Task requirements → Once you have read the data below, please repeat all of it exactly.

Data →
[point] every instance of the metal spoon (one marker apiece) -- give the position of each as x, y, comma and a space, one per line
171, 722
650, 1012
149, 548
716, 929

Exercise answer →
[point] every instance of the metal spoon (one marker apiece) -- give the position of each as x, y, comma and a space, one per line
171, 722
650, 1012
149, 548
716, 929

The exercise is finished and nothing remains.